What is expected
Copy out only the lines from the start of the records through the line with "[298,209,400,267]", requests included, shifting every box coordinate in the answers up by 140. Leave the picture out.
--- start Recorded data ---
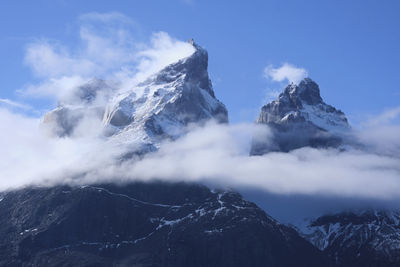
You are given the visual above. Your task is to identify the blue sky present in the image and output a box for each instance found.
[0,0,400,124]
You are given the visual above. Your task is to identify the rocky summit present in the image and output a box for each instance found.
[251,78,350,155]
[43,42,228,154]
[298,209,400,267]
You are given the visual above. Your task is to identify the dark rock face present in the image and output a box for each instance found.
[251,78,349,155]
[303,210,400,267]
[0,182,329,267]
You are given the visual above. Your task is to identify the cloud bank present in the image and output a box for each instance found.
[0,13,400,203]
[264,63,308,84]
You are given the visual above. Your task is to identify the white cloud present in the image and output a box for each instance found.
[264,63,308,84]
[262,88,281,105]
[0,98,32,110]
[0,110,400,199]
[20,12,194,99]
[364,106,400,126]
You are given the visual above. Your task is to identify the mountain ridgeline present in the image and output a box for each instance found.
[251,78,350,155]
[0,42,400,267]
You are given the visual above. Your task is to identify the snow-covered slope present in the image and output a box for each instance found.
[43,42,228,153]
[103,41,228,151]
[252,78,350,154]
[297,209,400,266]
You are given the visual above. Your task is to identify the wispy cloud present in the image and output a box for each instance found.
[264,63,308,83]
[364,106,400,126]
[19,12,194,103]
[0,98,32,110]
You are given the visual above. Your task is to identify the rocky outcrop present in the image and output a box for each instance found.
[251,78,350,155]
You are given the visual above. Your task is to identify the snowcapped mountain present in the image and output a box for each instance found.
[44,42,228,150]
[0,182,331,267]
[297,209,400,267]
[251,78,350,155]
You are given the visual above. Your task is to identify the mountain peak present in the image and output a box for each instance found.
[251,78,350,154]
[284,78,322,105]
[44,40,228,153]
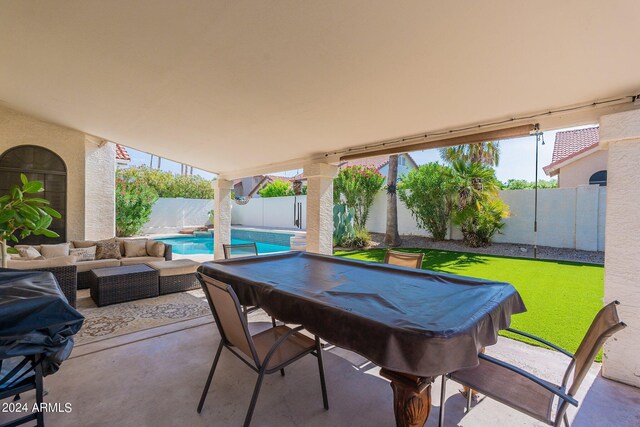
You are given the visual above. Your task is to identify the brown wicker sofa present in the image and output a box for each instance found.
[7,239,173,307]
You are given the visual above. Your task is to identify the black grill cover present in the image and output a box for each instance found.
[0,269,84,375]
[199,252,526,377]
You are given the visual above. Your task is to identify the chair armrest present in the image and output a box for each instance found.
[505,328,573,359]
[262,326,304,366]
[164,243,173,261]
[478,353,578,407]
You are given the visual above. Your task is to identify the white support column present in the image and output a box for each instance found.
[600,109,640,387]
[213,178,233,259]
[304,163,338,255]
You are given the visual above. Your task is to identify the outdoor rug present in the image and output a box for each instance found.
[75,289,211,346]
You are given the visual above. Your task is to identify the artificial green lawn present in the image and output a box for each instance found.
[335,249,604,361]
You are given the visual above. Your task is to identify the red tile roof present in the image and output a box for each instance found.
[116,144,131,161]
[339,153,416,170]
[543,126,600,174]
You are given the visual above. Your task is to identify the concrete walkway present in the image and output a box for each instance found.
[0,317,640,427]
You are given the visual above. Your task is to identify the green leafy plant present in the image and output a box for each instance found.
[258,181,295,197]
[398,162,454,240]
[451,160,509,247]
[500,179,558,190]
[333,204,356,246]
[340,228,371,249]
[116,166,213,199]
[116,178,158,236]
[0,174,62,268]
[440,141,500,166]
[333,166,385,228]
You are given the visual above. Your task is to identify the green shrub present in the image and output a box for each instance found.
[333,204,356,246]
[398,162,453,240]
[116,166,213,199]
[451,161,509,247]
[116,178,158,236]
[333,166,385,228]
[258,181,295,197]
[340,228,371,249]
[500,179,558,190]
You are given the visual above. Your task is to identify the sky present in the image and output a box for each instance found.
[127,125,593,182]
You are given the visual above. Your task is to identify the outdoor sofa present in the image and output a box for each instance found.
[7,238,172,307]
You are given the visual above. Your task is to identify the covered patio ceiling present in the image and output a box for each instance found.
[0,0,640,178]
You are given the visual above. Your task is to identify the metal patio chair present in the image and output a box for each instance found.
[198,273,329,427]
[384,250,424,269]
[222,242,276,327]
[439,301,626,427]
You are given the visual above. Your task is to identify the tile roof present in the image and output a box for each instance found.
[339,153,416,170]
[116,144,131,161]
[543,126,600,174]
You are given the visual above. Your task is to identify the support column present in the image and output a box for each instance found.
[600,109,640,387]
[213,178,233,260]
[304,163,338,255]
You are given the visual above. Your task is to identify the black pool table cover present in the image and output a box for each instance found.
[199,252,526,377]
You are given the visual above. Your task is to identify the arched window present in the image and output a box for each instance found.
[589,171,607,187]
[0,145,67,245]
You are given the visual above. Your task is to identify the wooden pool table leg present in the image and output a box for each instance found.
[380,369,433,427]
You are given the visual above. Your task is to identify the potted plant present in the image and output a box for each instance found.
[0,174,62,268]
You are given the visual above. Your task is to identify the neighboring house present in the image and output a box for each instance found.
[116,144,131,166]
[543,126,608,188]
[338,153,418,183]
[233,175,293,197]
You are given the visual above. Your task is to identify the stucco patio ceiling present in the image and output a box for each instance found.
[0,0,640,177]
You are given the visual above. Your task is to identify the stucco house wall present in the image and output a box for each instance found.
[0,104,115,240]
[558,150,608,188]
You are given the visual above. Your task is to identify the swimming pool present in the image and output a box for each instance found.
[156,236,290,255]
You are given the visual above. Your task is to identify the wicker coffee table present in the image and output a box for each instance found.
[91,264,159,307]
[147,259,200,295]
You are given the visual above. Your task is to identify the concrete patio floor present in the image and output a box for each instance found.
--- end Recorded data ---
Exercise result
You are given the visual above. Your task is to identify the blue sky present in the image and output a box for each instance found.
[140,140,540,264]
You are given the visual above. Your task is to identify the rocky summit present in the image and output a box for each instance found.
[391,218,490,295]
[183,182,368,294]
[438,349,540,407]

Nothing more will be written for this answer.